**WHAT THE TASK ASKS**
Update the data below by changing every "Reviewer note" to "Annotator note" and keeping everything else the same. Leave out the pictures when you write it back.

..........

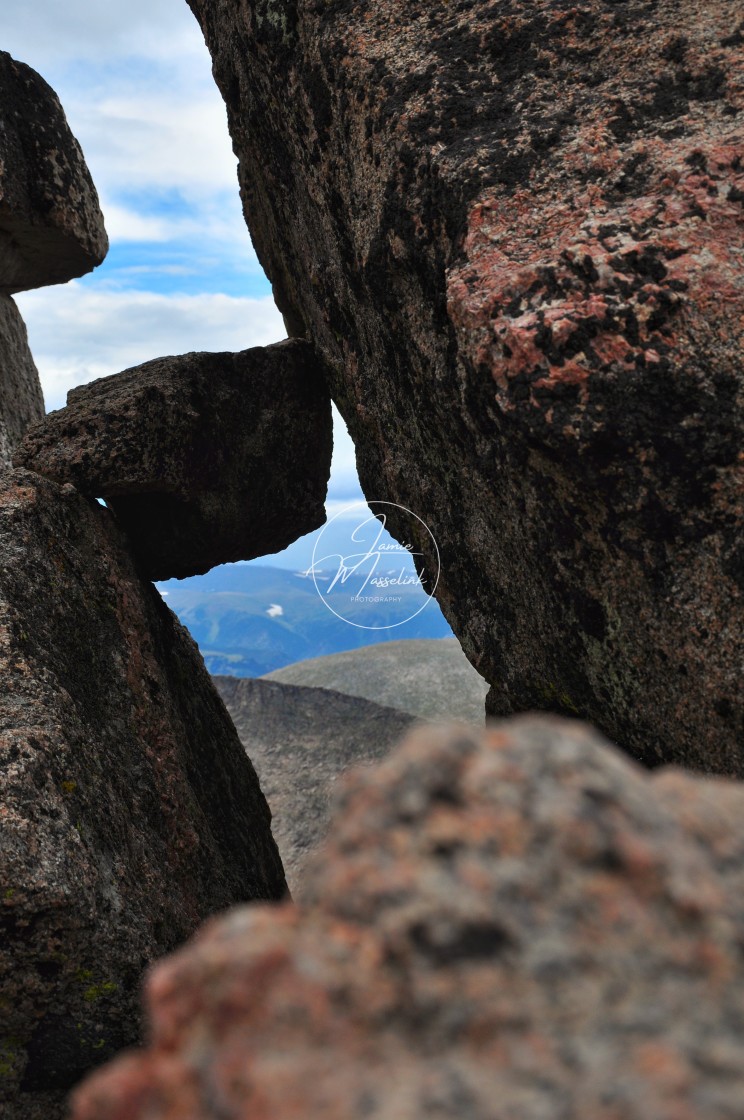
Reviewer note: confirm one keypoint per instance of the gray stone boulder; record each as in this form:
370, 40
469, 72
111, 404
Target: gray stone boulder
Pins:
21, 401
513, 233
300, 742
129, 810
204, 458
50, 223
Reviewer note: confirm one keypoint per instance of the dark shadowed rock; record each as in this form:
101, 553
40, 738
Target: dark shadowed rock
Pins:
430, 678
204, 458
513, 923
50, 224
21, 401
128, 808
513, 232
300, 740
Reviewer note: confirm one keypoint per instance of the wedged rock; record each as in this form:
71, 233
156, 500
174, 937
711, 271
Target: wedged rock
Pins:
128, 808
21, 401
50, 223
513, 233
204, 458
300, 742
518, 922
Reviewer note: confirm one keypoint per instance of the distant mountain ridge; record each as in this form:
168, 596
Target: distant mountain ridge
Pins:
249, 619
431, 679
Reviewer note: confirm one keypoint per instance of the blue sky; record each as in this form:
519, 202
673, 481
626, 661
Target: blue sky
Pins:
136, 83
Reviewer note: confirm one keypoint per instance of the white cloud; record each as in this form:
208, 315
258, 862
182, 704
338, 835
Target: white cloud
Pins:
78, 334
49, 31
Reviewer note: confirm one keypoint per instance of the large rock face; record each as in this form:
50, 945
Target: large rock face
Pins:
21, 401
128, 808
513, 232
204, 458
50, 224
510, 923
300, 742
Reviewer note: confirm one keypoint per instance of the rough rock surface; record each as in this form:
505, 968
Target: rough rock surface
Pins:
514, 923
21, 401
128, 808
50, 224
204, 458
513, 233
429, 678
300, 740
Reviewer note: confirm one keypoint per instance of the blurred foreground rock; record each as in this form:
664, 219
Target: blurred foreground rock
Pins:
429, 678
300, 742
50, 224
129, 811
515, 923
204, 458
513, 233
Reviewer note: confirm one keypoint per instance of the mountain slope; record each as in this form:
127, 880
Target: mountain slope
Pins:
299, 740
249, 619
430, 679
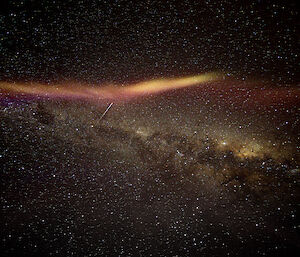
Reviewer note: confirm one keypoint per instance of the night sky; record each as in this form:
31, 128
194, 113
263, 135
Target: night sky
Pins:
149, 128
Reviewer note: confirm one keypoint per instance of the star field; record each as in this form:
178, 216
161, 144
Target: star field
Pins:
117, 140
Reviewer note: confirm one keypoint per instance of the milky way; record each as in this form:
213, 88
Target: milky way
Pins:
152, 128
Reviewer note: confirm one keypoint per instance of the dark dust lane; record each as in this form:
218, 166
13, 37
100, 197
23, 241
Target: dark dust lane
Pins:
148, 179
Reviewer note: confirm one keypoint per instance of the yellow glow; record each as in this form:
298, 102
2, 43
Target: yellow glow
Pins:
86, 92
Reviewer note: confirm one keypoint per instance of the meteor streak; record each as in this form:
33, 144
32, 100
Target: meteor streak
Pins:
107, 109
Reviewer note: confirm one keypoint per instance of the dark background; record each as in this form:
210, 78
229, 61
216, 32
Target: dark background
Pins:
120, 41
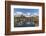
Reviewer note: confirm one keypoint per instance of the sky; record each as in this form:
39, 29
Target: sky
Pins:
26, 11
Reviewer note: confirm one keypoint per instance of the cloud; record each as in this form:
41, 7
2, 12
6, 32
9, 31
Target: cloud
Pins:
36, 14
18, 13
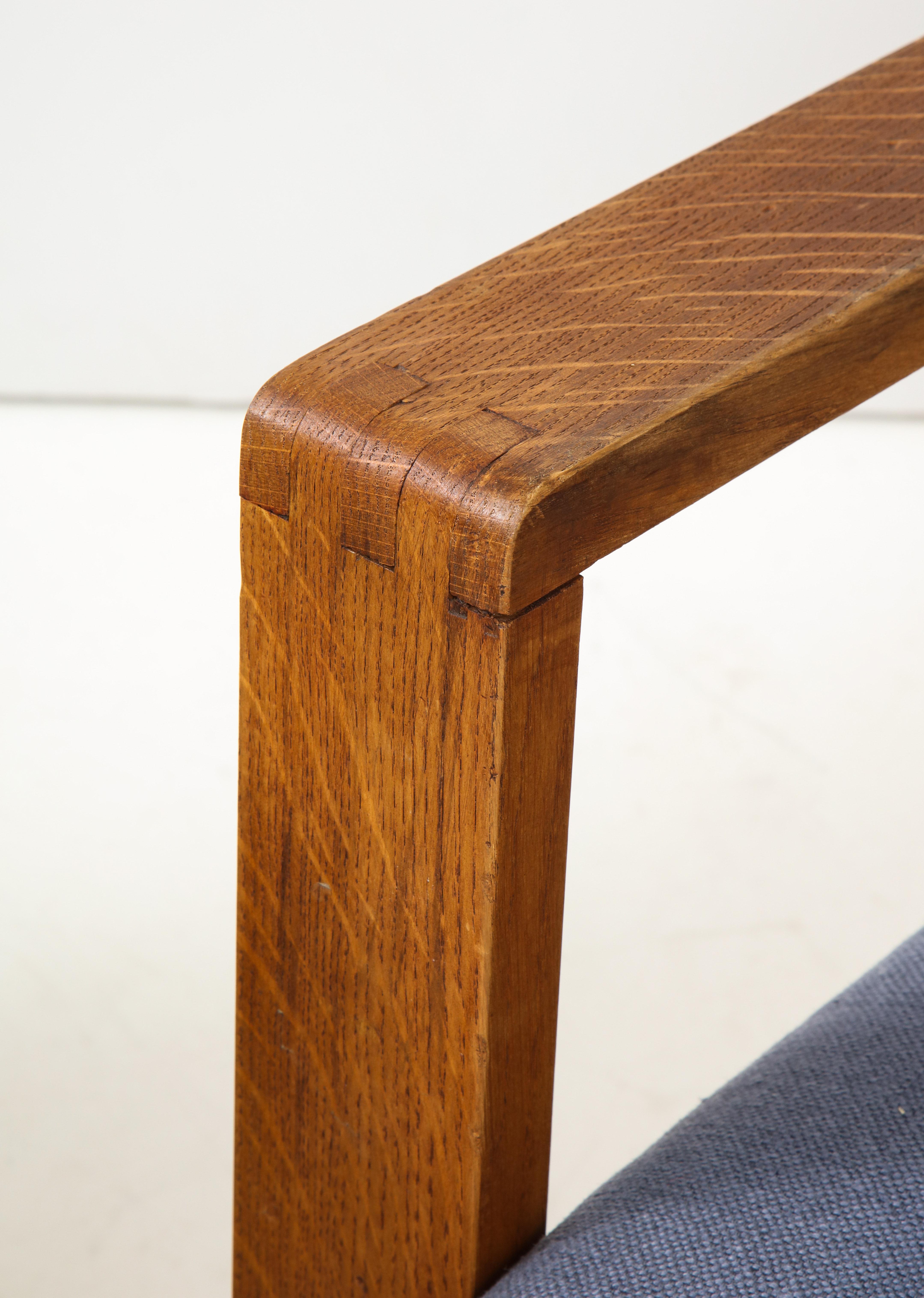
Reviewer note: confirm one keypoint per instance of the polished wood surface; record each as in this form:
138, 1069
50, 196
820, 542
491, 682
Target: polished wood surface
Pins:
649, 350
420, 499
405, 773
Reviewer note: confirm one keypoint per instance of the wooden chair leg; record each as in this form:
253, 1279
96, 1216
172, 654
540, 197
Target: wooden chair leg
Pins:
405, 773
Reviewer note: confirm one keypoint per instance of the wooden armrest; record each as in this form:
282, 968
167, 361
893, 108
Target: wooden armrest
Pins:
420, 500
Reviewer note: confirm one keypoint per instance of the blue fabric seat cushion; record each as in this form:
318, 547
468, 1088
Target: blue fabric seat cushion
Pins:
804, 1178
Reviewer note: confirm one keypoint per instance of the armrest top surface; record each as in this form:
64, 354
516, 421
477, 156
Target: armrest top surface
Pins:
603, 376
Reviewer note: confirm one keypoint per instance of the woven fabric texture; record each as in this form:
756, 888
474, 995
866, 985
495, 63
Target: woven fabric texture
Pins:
804, 1178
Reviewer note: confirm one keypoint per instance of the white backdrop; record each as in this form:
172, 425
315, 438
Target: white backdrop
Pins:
196, 195
199, 193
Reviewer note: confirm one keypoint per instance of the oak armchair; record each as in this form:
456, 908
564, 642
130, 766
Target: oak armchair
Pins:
420, 499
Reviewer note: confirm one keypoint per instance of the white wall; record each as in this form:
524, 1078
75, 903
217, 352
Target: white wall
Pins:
195, 195
199, 193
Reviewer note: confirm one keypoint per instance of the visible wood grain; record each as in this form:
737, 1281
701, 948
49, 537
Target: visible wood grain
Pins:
405, 774
271, 426
420, 498
656, 346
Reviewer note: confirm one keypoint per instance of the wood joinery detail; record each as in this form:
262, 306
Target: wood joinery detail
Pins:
405, 777
656, 346
418, 502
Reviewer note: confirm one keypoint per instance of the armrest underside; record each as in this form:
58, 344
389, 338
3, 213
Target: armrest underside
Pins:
570, 394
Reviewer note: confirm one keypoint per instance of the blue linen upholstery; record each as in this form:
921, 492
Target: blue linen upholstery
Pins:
804, 1178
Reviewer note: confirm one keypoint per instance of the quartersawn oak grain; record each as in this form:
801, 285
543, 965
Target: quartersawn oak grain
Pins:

..........

**REPLY TO THE TASK**
Annotator note: confirm one keypoint per instance of the gray stone boulder; record each as in this form:
370, 40
469, 72
111, 404
Target: gray stone boulder
Pins:
21, 401
513, 233
300, 742
129, 810
204, 458
50, 223
Annotator note: confirm one keypoint per instance of the dark shadowed rock; record each as in this form:
101, 553
40, 738
Target: dark shadowed rock
Pins:
430, 678
204, 458
513, 923
50, 224
21, 401
128, 808
513, 232
300, 740
Annotator note: confirm one keypoint per instance of the wedged rock; record each as in this form:
71, 233
156, 500
174, 937
711, 271
Target: wedged rock
Pins:
128, 808
21, 401
50, 223
513, 233
204, 458
300, 742
518, 922
Annotator note: confirm one keypoint per instance of the distant mountain ridge; record each as in this form:
168, 596
Target: distant mountain ridge
Pins:
249, 619
431, 679
Annotator note: confirm one keypoint per instance of the blue sky; record each as in this form:
519, 202
673, 481
626, 661
Target: blue sky
Pins:
136, 83
Annotator note: confirm one keypoint per instance of the white cloud; record each as in this form:
208, 315
258, 862
182, 704
338, 835
Target: white cloud
Pins:
78, 334
49, 31
Annotator note: confirm one keypoint per instance of the large rock face; record each as in this form:
50, 945
Target: large rock face
Pins:
21, 401
128, 808
513, 232
204, 458
50, 224
510, 923
300, 742
Annotator note: confirm one keypoint per instance of the rough rock surface; record each as in this form:
505, 968
Target: rough rock surface
Pins:
514, 923
21, 401
128, 808
50, 224
204, 458
513, 233
429, 678
300, 740
Annotator note: confirm one keypoint per instance of the blurred foreground rock; record each as in this form:
664, 219
Target: blurred foreground rock
Pins:
429, 678
300, 742
50, 224
129, 811
515, 923
204, 458
513, 233
Annotator note: confirm one keypoint per instance of the mountain slope; record each as in this form:
127, 880
Target: mountain slope
Pins:
299, 740
249, 619
430, 679
Annotator note: confirm one keypoint per instance of the night sky; record each as in this form:
31, 128
194, 113
263, 135
Target: night sky
Pins:
149, 128
Annotator note: confirm one keypoint per instance of the star field; record each as in this form:
178, 216
161, 144
Target: star field
Pins:
117, 140
Annotator note: confirm one keypoint per instance of the milky way; record each as in this form:
213, 88
Target: milky way
Pins:
152, 128
Annotator note: confirm one keypoint per instance of the dark dust lane; record each as in this form:
218, 166
13, 37
100, 197
23, 241
Target: dark dust lane
Pins:
148, 179
Annotator note: confirm one keypoint per instance of the yellow glow; record each as in this form:
298, 102
2, 43
Target: yellow glow
Pins:
86, 92
Annotator note: confirm one keypoint per instance of the meteor streak; record each as in this form:
33, 144
32, 100
Target: meteor streak
Pins:
107, 109
Annotator note: confirm one keypoint per instance of the dark background; record each as in this form:
210, 78
229, 61
216, 32
Target: dark background
Pins:
120, 41
Annotator note: confirm one keypoint per instance of the sky; record each as in this form:
39, 29
Target: sky
Pins:
26, 11
Annotator note: confirm one keypoint per instance of the cloud; record each as in this form:
41, 7
2, 12
6, 32
9, 31
Target: cloud
Pins:
36, 14
18, 13
Annotator note: confirm one keypoint per instance of the polished wood surface; record each as in this form:
138, 1069
50, 196
820, 542
491, 682
Target: polished wood surface
Pins:
649, 350
420, 499
405, 773
Annotator note: confirm one keypoint per instance of the wooden chair leg; record each as in this form:
253, 1279
96, 1216
172, 654
540, 197
Target: wooden chair leg
Pins:
405, 773
Annotator note: confirm one keypoint per instance of the wooden armrest; record each as in this form:
282, 968
167, 361
893, 108
Target: wooden armrest
Pins:
420, 500
Annotator note: confirm one keypoint per instance of the blue fabric seat cushion; record each as in this form:
318, 547
468, 1088
Target: blue fabric seat cushion
Pins:
804, 1178
Annotator note: confirm one keypoint per instance of the armrest top surface; record each as in this form:
64, 354
516, 421
477, 156
Target: armrest top surface
Pins:
603, 376
Annotator note: confirm one keypoint per instance of the woven fabric texture; record each as in this form:
756, 888
474, 995
866, 985
495, 63
Target: woven fabric texture
Pins:
804, 1178
Annotator note: confirm one keypoint per instance of the white backdrop; record each as in this form:
172, 425
315, 438
Target: white backdrop
Pins:
196, 195
199, 193
Annotator note: confirm one keypoint per instance of the oak armchair; record each as in this form:
456, 908
564, 642
130, 766
Target: oak armchair
Pins:
420, 499
Annotator note: confirm one keypoint per instance of the white wall; record each as in this form:
524, 1078
75, 903
217, 352
Target: white wall
Pins:
195, 195
199, 193
Annotator note: confirm one keypoint per instance of the visible wood grain; record each as in this form:
737, 1281
701, 948
49, 537
Target: visible wood grain
Pins:
405, 774
271, 426
420, 498
656, 346
Annotator note: confirm one keypoint per instance of the wood joinery detail; record each as in this form:
262, 306
Target: wood joinery detail
Pins:
405, 777
656, 346
418, 502
Annotator note: confirm one keypoint per instance of the armrest underside; record each as in this form:
58, 344
389, 338
3, 213
Target: armrest underside
Pins:
570, 394
Annotator note: confirm one keypoint per instance of the blue linen upholstery; record each as in this form:
921, 492
Target: blue linen upholstery
Pins:
804, 1178
Annotator note: confirm one keypoint per instance of the quartersawn oak grain; record each as in this form:
801, 285
543, 965
Target: quartersawn oak grain
Pins:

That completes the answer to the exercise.